▶ EXTRAIT DU DOCUMENT:
Nathan est un médiocre.
Que ce soit dans son travail de relecteur-correcteur ou dans sa vie privée. Divorcé, il vit désormais sur un voilier dans un port de plaisance anonyme quelque part en France. Alors que la pluie fait rage depuis six jours sans interruption, Nathan déjeune avec Bertin, un éditeur parisien dont le franc parler n'est plus à démontrer. C'est bien pour ça que lorsque Nathan lui demande son avis sur son manuscrit, Métaphysique du Mérou, la réponse cinglante qui s'ensuit est sans appel : NUL.
Ravalant sa fierté, notre auteur se réfugie dans son voilier pour se bourrer la gueule. Il se réveille quelques heures plus tard avec la gueule de bois… et une fin du monde en prime !
La terre ferme a disparu et l'eau a tout emporté.
Il ne reste rien à Nathan, excepté son manuscrit.
Et c'est précisément là que les choses vont prendre une tournure pour le moins…inattendue !
Nicolas Cartelet, vous le connaissez peut-être. Auteur fidèle de la collection Mu à qui l'on doit
Petit Blanc et
Dernières fleurs avant la fin du monde, le français avait jusque là tout de la nouvelle plume à surveiller de près.
Avec
le Livre de Nathan, il nous revient dans un format plus court, une novella de 111 pages en vérité, et sur un registre à première vue bien plus léger et humoristique que celui de sa dernière oeuvre apocalyptique.
Si
le Livre de Nathan débute avec un auteur raté, il poursuit rapidement sa route avec plusieurs autres personnages improbables, tous descendants des quelques survivants de la catastrophe. On traverse les années, les siècles et même les millénaires afin de capter les bribes éparses d'une civilisation désormais entièrement maritime et qui, visiblement, n'aime guère les voyelles.
Mrgt, Crcè, Mlkr ou encore Mrlán seront autant de représentants de cette civilisation post-moderne, allant de la guérisseuse new-age au religieux d'un Ordre nouveau en passant par des assassins à la petite semaine.
Leur point commun ? Ils ont tous quelque chose à voir avec le fameux Livre de Nathan mentionné plus haut.
Nicolas Cartelet imagine l'influence que pourrait avoir la seule oeuvre de fiction survivante dans une époque où règne l'ignorance.
Malin, il pousse dans ses retranchements le voeu secret de chaque auteur ou autrice : survivre au temps qui passe et devenir ainsi immortel.
Et cette fois, pas le choix, puisqu'il n'existe plus d'autre livre !
Comme quoi, la fin du monde fait bien les choses.
Dès lors, l'auteur devient prophète, l'écrit devient texte sacré.
Qui ne rêve pas de devenir un auteur culte après tout ? Certainement pas autant au pied de la lettre, certes, mais tout de même.

▶ CONSIGNE A:
Recopiez à l'identique, dans la critique du Livre de Nathan, tout ce qui va de « Mrgt, Crcè, Mlkr » jusqu'à « devient texte sacré. ».
▶ CONSIGNE B:
Reprenez la critique du Livre de Nathan là où elle s'arrête et prolongez-la dans le même registre.

▶ DONNÉES FOURNIES:
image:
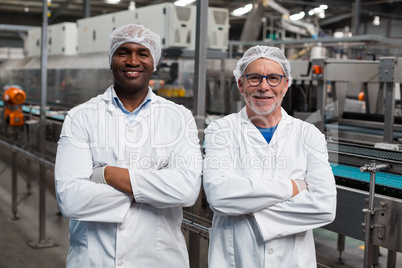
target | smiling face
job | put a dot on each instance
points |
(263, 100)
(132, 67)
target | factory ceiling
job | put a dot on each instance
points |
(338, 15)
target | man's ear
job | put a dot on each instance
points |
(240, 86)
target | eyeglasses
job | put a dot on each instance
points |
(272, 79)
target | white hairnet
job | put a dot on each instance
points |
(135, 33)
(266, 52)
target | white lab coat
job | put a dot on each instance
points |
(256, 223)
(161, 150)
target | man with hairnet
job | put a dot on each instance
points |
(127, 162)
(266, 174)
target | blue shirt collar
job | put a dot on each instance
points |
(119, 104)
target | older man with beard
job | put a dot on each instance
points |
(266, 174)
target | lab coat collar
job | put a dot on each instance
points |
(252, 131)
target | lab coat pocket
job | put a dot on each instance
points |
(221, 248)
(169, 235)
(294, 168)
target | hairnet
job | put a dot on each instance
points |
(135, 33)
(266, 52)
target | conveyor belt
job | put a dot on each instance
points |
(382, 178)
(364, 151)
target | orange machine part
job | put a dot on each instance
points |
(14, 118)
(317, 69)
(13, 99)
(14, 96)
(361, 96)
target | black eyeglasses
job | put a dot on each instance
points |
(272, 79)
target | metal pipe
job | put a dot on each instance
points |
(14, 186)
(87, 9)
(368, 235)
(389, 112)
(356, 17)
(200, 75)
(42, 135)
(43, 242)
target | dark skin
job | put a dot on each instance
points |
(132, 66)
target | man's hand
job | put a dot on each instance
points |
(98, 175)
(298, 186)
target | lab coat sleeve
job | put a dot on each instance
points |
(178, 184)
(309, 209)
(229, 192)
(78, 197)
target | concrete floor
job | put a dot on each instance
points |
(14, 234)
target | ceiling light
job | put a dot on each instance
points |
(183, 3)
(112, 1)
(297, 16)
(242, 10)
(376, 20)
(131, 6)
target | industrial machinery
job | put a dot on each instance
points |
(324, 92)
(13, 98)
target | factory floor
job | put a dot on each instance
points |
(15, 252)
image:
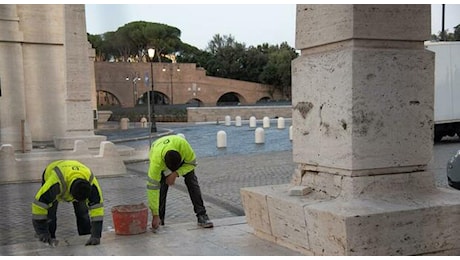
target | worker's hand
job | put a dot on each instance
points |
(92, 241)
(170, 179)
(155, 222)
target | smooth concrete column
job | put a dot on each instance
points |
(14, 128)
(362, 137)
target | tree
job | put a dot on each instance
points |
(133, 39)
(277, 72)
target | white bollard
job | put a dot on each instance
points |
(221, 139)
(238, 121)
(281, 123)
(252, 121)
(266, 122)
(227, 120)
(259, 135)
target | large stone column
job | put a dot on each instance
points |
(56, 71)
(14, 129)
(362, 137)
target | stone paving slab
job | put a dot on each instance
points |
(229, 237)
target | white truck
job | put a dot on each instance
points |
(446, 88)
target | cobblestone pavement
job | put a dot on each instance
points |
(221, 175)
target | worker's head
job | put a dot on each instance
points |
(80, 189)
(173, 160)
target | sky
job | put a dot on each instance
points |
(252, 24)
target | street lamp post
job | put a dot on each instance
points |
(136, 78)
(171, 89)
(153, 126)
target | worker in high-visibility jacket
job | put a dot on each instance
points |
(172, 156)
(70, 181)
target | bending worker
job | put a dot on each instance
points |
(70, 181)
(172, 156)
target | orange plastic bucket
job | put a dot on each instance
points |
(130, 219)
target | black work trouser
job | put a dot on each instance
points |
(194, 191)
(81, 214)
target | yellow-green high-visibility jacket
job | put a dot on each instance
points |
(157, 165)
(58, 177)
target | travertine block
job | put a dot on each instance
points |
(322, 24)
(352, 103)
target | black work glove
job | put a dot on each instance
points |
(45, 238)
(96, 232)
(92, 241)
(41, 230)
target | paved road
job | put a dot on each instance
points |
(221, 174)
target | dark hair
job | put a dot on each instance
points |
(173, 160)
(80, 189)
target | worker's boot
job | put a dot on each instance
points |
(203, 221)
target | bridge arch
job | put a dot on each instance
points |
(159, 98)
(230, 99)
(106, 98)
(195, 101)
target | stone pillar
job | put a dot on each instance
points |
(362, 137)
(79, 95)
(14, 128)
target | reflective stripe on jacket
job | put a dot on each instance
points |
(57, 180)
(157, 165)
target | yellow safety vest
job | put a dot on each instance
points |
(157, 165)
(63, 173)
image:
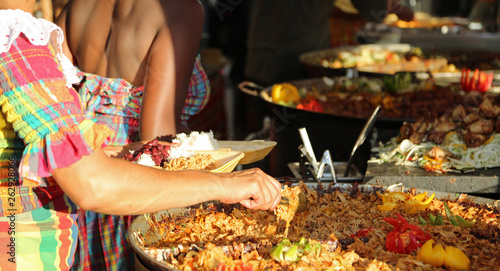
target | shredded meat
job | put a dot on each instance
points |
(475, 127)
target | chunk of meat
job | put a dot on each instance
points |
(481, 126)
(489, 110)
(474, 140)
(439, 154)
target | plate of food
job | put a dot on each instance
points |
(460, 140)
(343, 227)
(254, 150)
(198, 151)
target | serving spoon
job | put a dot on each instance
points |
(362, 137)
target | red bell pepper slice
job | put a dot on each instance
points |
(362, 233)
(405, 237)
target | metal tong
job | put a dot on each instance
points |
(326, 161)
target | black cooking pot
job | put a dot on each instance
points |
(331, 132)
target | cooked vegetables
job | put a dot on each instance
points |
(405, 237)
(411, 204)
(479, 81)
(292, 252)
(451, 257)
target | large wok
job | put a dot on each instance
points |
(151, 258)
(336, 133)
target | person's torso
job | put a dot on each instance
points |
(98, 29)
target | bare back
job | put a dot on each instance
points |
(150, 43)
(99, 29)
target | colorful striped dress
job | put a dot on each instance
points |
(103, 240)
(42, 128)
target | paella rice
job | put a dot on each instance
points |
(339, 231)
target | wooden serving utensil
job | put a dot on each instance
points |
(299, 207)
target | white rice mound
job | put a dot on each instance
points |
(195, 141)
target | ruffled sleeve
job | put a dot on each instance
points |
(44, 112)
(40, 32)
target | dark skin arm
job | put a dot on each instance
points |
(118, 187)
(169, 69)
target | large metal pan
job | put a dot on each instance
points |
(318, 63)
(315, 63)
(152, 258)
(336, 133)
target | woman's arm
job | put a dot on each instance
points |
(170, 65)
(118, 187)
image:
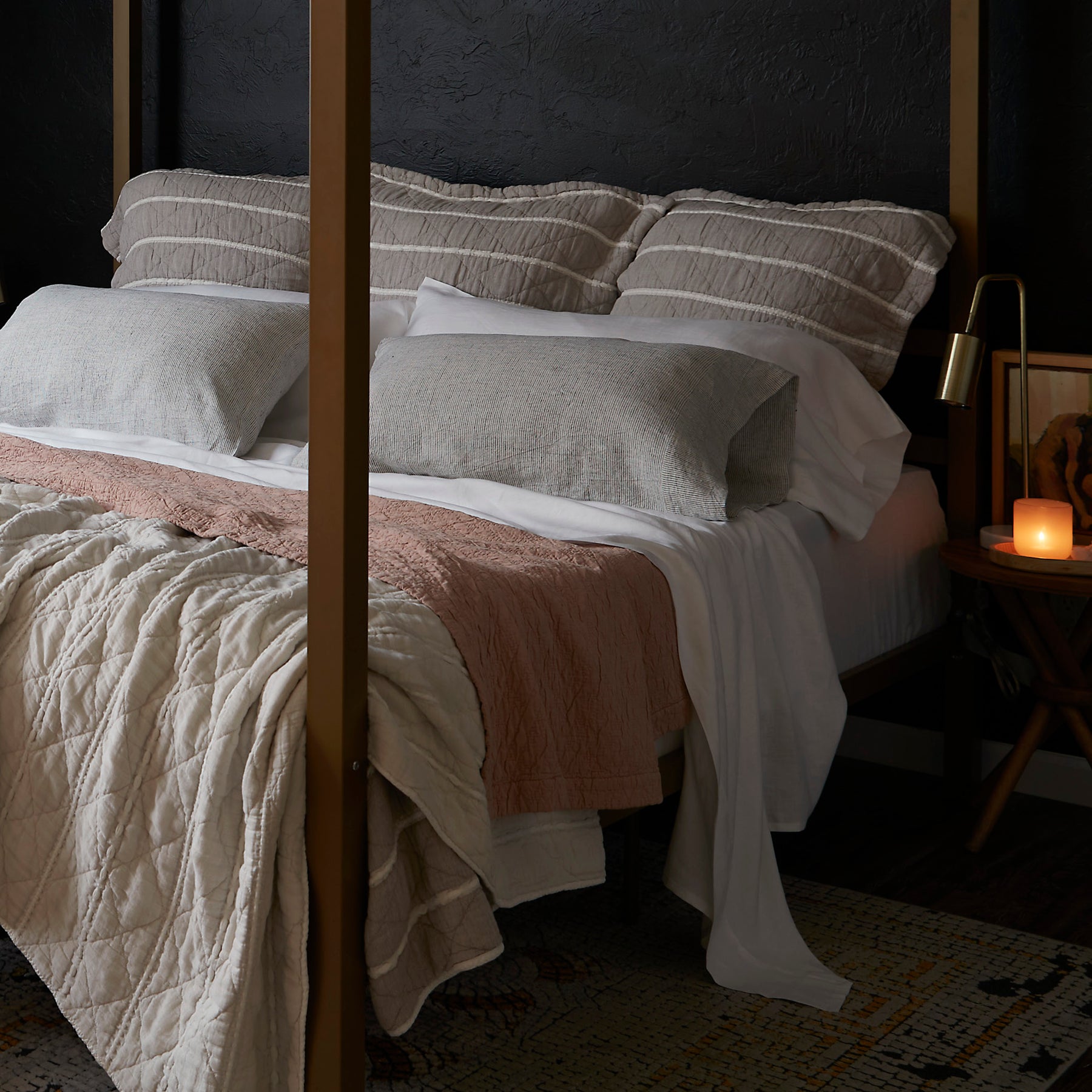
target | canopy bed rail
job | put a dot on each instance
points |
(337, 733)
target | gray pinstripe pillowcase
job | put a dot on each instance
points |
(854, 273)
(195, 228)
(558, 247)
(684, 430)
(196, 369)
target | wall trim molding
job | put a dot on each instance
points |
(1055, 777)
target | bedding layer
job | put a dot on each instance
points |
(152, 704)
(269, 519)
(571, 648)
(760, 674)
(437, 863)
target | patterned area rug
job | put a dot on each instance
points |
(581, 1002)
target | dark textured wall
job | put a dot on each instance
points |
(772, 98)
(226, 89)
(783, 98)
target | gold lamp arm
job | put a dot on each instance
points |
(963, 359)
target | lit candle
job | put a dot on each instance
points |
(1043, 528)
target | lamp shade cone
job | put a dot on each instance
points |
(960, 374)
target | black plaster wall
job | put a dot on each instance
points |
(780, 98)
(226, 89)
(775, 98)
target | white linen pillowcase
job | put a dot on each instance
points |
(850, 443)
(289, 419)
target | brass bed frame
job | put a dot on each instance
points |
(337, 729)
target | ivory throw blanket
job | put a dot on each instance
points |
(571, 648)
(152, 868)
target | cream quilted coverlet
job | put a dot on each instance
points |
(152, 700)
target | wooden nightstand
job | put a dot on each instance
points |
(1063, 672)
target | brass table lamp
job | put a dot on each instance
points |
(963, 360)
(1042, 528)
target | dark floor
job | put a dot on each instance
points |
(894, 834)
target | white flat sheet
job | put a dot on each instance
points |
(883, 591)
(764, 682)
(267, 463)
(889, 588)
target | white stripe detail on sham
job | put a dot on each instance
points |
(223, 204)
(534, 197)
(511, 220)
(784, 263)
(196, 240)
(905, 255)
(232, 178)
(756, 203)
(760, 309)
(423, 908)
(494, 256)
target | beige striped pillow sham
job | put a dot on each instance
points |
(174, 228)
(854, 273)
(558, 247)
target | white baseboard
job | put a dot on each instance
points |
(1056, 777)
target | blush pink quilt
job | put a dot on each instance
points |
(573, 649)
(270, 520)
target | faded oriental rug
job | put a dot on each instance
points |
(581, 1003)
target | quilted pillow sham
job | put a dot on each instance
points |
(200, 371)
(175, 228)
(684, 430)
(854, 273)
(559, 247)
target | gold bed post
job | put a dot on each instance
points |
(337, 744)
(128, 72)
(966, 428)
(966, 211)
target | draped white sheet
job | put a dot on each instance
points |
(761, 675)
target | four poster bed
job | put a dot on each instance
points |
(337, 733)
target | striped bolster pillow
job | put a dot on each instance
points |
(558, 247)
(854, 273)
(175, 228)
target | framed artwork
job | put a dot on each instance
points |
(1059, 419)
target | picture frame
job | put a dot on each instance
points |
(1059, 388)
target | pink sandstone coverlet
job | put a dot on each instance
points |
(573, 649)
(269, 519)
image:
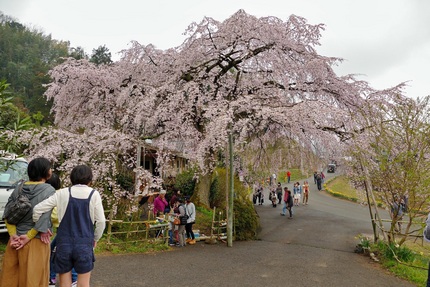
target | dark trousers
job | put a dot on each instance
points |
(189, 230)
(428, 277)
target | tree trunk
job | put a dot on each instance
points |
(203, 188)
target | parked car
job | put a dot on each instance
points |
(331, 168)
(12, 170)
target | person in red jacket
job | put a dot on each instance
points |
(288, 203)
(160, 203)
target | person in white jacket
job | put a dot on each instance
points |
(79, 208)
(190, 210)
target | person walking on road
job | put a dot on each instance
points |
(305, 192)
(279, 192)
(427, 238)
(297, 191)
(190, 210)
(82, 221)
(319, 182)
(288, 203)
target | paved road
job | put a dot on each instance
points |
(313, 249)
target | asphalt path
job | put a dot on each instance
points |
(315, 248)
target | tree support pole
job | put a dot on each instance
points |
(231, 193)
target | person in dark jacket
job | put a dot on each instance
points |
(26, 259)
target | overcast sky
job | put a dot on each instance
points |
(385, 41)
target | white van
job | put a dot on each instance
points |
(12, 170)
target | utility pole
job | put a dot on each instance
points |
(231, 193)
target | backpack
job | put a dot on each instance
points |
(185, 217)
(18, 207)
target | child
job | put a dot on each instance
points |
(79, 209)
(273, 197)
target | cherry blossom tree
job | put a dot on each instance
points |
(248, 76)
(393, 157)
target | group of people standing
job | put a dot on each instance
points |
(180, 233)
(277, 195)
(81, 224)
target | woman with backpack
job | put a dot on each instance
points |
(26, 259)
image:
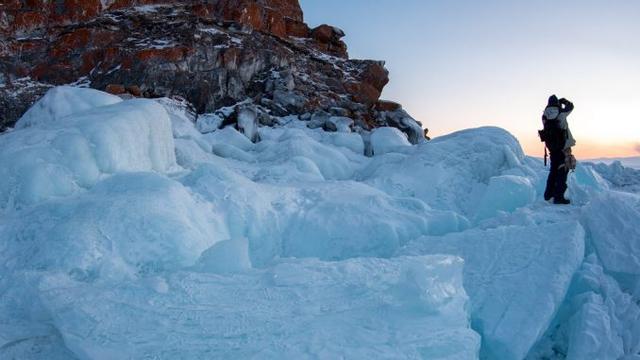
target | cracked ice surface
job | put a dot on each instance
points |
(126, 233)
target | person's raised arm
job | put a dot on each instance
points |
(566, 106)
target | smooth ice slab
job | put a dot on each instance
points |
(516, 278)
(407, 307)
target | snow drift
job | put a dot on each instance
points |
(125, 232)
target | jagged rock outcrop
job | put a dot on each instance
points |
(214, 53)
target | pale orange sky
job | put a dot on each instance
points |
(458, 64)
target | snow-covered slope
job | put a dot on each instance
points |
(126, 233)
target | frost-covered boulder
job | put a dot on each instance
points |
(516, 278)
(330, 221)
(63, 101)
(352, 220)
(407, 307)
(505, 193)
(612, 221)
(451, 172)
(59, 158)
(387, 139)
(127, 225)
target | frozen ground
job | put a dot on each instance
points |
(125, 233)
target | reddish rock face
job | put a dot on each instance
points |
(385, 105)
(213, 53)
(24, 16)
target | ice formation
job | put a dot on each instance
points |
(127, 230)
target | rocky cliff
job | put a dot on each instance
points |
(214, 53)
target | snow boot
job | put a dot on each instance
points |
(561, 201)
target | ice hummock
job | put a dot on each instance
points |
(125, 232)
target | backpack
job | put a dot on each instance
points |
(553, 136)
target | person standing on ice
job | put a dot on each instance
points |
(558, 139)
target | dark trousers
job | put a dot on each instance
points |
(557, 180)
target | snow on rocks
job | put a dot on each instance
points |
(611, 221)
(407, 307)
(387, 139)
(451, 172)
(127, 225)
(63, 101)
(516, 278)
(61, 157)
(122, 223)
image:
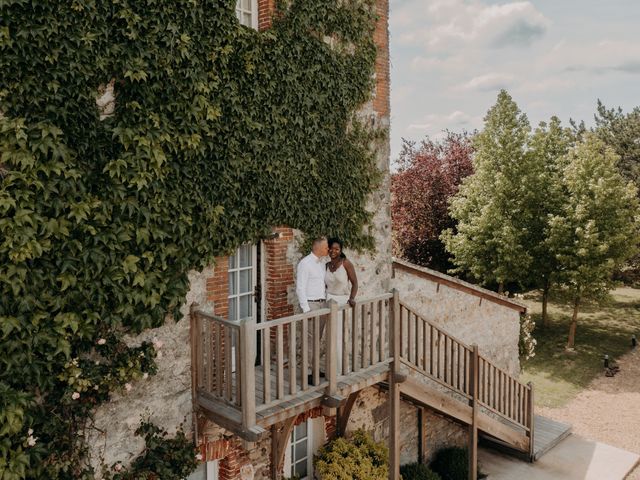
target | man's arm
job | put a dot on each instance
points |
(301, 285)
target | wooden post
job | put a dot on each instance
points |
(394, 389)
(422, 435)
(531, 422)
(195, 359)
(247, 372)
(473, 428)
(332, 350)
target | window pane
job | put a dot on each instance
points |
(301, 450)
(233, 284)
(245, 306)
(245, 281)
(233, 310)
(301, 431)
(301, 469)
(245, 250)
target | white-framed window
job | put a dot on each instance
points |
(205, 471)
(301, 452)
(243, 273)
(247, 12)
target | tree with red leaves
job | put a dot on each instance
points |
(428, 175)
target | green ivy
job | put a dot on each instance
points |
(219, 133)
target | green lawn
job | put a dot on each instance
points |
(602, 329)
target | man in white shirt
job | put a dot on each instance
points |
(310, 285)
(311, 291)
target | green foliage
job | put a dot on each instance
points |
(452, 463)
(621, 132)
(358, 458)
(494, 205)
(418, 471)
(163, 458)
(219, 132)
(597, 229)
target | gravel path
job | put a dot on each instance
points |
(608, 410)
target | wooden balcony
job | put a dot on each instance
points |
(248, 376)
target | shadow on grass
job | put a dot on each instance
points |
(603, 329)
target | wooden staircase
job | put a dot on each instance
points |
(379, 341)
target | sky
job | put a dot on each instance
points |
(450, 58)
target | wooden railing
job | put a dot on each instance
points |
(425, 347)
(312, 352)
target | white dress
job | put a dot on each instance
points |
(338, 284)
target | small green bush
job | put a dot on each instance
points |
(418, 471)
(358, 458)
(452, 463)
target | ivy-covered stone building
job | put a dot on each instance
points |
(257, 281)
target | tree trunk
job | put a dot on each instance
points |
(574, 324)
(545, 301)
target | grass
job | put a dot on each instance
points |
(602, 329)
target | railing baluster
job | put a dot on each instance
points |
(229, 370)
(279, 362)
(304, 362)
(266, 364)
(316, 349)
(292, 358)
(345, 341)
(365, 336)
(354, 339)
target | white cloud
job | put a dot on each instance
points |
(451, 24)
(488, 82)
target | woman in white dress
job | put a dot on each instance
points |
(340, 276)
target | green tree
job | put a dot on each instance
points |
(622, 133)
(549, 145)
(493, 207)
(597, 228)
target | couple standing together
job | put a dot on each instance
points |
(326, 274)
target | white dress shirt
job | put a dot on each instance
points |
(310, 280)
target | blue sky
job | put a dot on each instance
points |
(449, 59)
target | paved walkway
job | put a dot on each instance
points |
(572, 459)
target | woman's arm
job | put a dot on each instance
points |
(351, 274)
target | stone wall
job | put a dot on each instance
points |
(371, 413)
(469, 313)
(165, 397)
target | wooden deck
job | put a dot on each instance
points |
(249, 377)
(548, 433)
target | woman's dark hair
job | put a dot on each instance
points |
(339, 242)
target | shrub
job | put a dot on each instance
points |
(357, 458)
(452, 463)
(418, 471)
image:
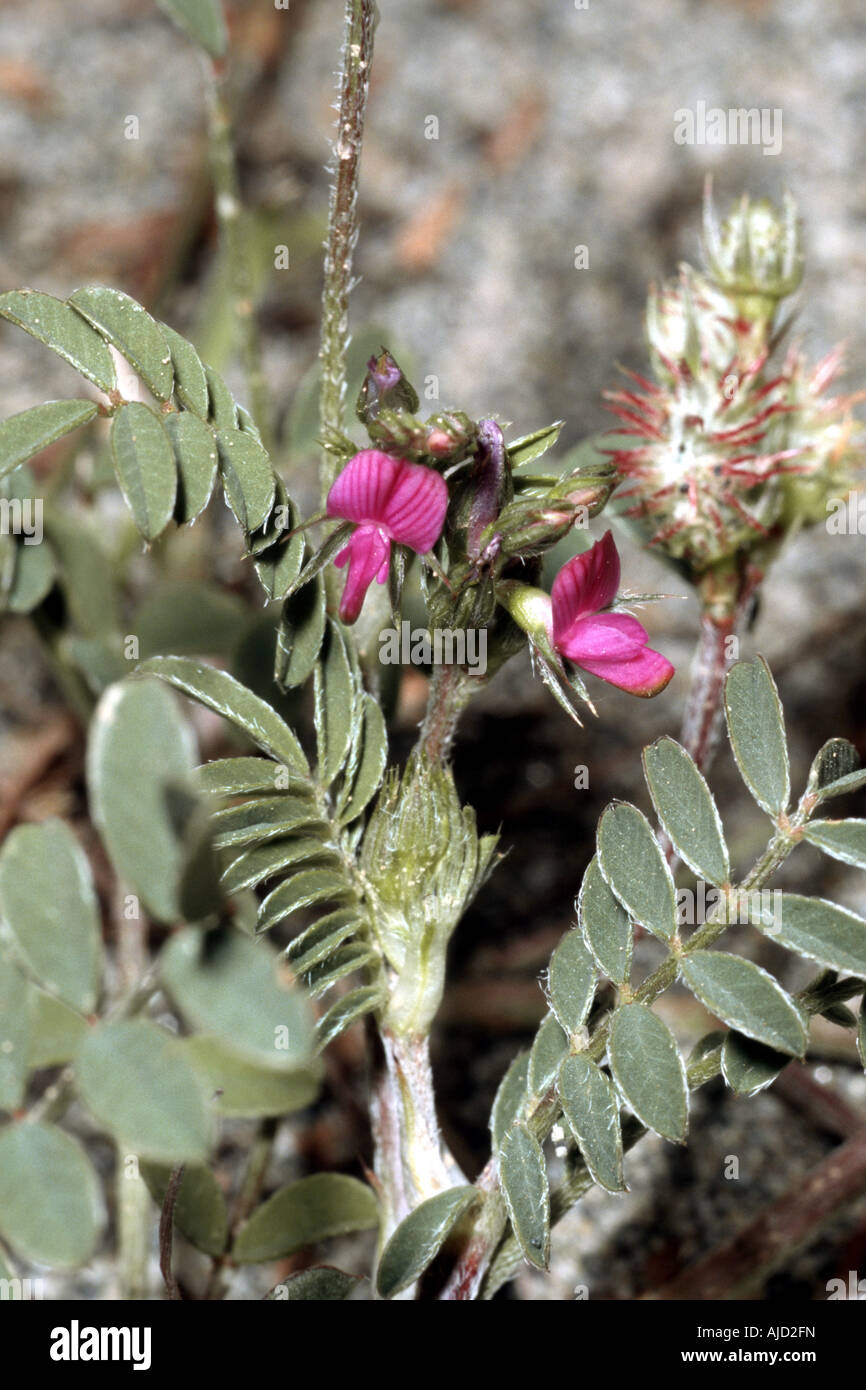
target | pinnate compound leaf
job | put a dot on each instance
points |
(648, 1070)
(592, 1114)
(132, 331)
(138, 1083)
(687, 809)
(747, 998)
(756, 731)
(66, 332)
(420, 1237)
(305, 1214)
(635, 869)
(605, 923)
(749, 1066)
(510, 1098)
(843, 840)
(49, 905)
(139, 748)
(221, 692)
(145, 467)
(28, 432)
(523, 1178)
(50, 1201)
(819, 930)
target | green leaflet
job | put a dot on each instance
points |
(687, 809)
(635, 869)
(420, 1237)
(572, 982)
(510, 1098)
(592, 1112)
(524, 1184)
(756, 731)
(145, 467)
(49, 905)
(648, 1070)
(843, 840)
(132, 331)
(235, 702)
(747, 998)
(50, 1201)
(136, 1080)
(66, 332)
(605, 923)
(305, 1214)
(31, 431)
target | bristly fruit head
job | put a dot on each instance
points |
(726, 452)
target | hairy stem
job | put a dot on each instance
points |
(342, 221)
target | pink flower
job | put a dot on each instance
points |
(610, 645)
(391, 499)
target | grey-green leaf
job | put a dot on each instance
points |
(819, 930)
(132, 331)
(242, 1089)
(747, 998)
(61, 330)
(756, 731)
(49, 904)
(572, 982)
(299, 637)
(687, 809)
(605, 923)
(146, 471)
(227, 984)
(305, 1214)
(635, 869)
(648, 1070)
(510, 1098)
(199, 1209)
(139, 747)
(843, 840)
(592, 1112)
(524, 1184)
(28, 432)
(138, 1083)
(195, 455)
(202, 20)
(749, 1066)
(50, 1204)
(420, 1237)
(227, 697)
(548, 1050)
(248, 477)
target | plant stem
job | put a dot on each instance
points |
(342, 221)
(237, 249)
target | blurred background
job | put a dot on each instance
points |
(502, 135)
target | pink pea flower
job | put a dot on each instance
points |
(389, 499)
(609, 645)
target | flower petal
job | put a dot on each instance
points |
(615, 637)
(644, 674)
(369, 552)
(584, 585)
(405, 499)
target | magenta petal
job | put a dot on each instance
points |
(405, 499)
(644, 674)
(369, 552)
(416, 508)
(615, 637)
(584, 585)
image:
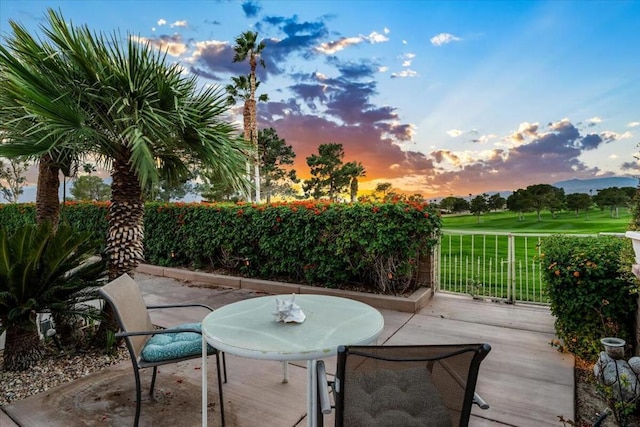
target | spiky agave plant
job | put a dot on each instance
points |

▶ RÉPONSE RÉDIGÉE A:
Mrgt, Crcè, Mlkr ou encore Mrlán seront autant de représentants de cette civilisation post-moderne, allant de la guérisseuse new-age au religieux d'un Ordre nouveau en passant par des assassins à la petite semaine.
Leur point commun ? Ils ont tous quelque chose à voir avec le fameux Livre de Nathan mentionné plus haut.
Nicolas Cartelet imagine l'influence que pourrait avoir la seule oeuvre de fiction survivante dans une époque où règne l'ignorance.
Malin, il pousse dans ses retranchements le voeu secret de chaque auteur ou autrice : survivre au temps qui passe et devenir ainsi immortel.
Et cette fois, pas le choix, puisqu'il n'existe plus d'autre livre !
Comme quoi, la fin du monde fait bien les choses.
Dès lors, l'auteur devient prophète, l'écrit devient texte sacré.

▶ RÉPONSE RÉDIGÉE B:
Ce qui rend la chose bien plus intéressante ici, c'est la trajectoire improbable suivie par ce qui est en réalité un roman complètement nul.
C'est aussi un discours de prime abord léger et (souvent) humoristique mais qui s'applique à démontrer à quel point l'histoire peut se construire par des générations de gens médiocres qui savent juste profiter des opportunités que leur tend le destin. Tous les personnages, nous l'avons dit plus haut, ont en commun d'avoir un rapport plus ou moins éloigné avec le fameux livre de Nathan. Mais pas que.
Ils sont aussi tous des individus médiocres et, pour tout dire, souvent pathétiquement ridicules.
Dès lors, cette novella devient bien plus intéressante et troublante qu'il n'y paraît. Non seulement par les parallèles avec les écrits religieux fondamentaux qu'elle établit à mot couverts, mais aussi, et surtout, par la dangerosité que prennent les mots entre de mauvaises mains et sans aucun contrepoids.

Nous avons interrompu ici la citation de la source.